(Referring expression data)
—————
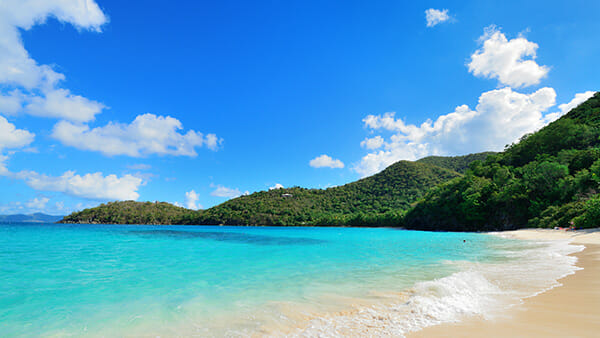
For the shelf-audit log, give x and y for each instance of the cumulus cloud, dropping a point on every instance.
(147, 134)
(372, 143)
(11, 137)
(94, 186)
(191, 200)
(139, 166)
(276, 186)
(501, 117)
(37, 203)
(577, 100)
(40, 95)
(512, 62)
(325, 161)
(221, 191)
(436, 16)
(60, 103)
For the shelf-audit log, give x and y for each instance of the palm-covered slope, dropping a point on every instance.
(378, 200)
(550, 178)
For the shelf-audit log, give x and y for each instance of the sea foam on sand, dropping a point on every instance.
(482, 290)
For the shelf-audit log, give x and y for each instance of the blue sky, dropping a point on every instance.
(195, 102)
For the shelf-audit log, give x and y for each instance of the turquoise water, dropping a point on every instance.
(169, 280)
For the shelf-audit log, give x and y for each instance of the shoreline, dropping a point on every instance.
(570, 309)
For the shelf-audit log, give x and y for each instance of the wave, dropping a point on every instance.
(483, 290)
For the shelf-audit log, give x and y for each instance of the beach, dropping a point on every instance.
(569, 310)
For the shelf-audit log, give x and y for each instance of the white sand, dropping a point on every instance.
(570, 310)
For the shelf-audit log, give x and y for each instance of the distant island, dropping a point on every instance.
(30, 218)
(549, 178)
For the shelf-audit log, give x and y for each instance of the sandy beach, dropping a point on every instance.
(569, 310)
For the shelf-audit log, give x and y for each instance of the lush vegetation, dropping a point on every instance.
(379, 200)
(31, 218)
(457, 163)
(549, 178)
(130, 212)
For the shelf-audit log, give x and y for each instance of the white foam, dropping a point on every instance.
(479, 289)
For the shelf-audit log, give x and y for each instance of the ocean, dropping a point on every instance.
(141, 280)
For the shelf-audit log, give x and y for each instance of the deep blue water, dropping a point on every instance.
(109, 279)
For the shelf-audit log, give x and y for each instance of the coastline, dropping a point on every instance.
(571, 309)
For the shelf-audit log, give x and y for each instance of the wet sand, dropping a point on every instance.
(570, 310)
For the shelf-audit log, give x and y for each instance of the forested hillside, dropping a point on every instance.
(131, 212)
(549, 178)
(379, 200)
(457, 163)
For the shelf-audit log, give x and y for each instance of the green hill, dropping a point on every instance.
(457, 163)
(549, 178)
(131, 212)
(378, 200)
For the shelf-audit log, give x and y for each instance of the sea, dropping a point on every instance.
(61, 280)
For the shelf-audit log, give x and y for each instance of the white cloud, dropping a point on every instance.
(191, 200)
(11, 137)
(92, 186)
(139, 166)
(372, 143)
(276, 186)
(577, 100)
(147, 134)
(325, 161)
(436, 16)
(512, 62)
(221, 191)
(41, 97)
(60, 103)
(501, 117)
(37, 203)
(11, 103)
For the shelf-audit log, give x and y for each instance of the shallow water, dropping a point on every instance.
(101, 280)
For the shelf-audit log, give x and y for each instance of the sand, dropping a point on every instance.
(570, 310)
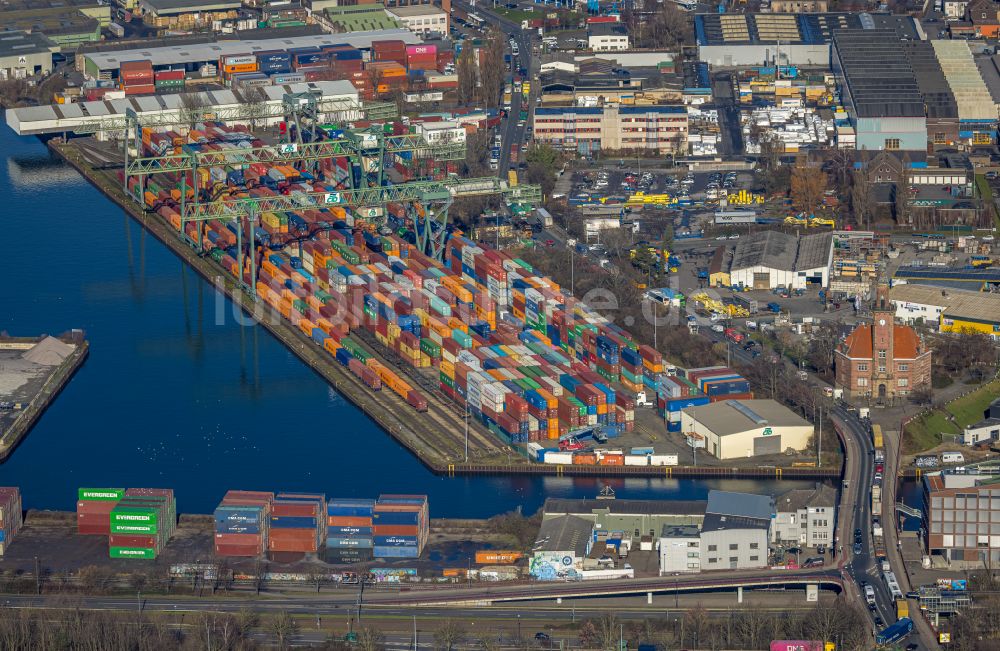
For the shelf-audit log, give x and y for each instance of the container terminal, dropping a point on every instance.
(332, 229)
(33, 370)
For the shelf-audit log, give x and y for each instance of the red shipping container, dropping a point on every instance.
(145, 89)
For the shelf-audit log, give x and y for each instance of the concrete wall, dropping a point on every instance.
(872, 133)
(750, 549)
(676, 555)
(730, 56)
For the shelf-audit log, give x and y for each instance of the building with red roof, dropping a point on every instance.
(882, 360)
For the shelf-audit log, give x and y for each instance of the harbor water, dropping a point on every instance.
—————
## Your task
Copy out the data verbatim, with no pictures.

## Task response
For the shelf-audit log, give x and y for each instance of the cumulus cloud, dropping a point on every instance.
(147, 134)
(372, 143)
(11, 137)
(94, 186)
(191, 200)
(139, 166)
(276, 186)
(501, 117)
(37, 203)
(577, 100)
(40, 95)
(512, 62)
(325, 161)
(221, 191)
(436, 16)
(60, 103)
For the shelf-audit log, give x and y for each instance of the palm-covered slope, dropping a point on every instance.
(378, 200)
(550, 178)
For the shelf-audit log, give x and y for each instance of the sea foam on sand, dropping a point on every instance.
(482, 290)
For the shelf-audit log, give x and y for each instance of the blue sky, dropping a point on every instance.
(195, 102)
For the shelf-audit log, give x and y for each instance of the turquoise water, dropping a point on every instance.
(169, 280)
For the shelf-audit log, give x and y for each instance of the shoreline, dropping a point on every instance.
(570, 309)
For the shelf-audit log, give x and y for each instance of the wave, dropping a point on every instance.
(483, 290)
For the shelf-audit log, give x and y for each instance of the beach, dropping a point on every instance.
(569, 310)
For the shelf-audit log, give x and y for each instance of the white sand, dropping a point on every instance.
(570, 310)
For the shelf-audit log, give x and y for each instance of the distant island, dropping a point on every instance.
(30, 218)
(549, 178)
For the shelf-audit log, give x and y for each instance of the sandy beach, dropping a point on every instance.
(569, 310)
For the shelf-audit log, give x and y for each instance of the lush vegetation, dropping a point on every instance.
(379, 200)
(31, 218)
(457, 163)
(549, 178)
(130, 212)
For the shelf-audit log, give x and y for each instance of the white foam, dropping a point on every instance.
(479, 289)
For the shelf-audit log, give x and y for each instance of the ocean, dropping a point on every instance.
(141, 280)
For the shelf-audit log, give x and y for each instance of the deep blue water, dropping a point on every instance.
(109, 279)
For the shelf-audit log, give x and y for each instance of the coastline, dropping a point on every instance.
(571, 309)
For the shelf-audit log, give x and y for each instance of the wet sand, dropping a point on every instance.
(570, 310)
For the shelf-audit log, give x and y for each instance of the forested hillside, dropping a point on every instance.
(131, 212)
(549, 178)
(379, 200)
(457, 163)
For the shelf-audit log, give x and y for each instance of the green hill, dropping a point on every instance.
(457, 163)
(549, 178)
(131, 212)
(378, 200)
For the shelf-audit log, give x and y for each instance of the sea, dropping a point on every instance.
(61, 280)
For the shelf-audit log, give x and y for each instance of the white cloud, dropping a point on every instance.
(191, 200)
(11, 137)
(92, 186)
(139, 166)
(372, 143)
(276, 186)
(577, 100)
(147, 134)
(325, 161)
(436, 16)
(512, 62)
(221, 191)
(41, 97)
(60, 103)
(501, 117)
(37, 203)
(11, 103)
For the shelf-audit log, give x and y for each instance of the shallow water, dropping a point on every instance.
(101, 280)
For the shelf-audit log, give x and y for each instance of the sand, dropping a point on every instance.
(570, 310)
For the shelf-audit log, give x and y for each instance of the container terminal, dropping a point on every instance.
(332, 229)
(33, 370)
For the shelf-audit log, give x and y for each instance of the red shipping container, dropping a point on every instance.
(145, 89)
For the shelf-audit log, give x and y for each instance of the concrete wall, dropping a point on every instance.
(872, 133)
(750, 549)
(676, 555)
(730, 56)
For the shelf-audit log, give x and y for each instance of the building with red roof, dropping a point on every instance.
(882, 360)
For the shelf-audit log, give x and y for each instance of the harbor water, dropping a point on every instance.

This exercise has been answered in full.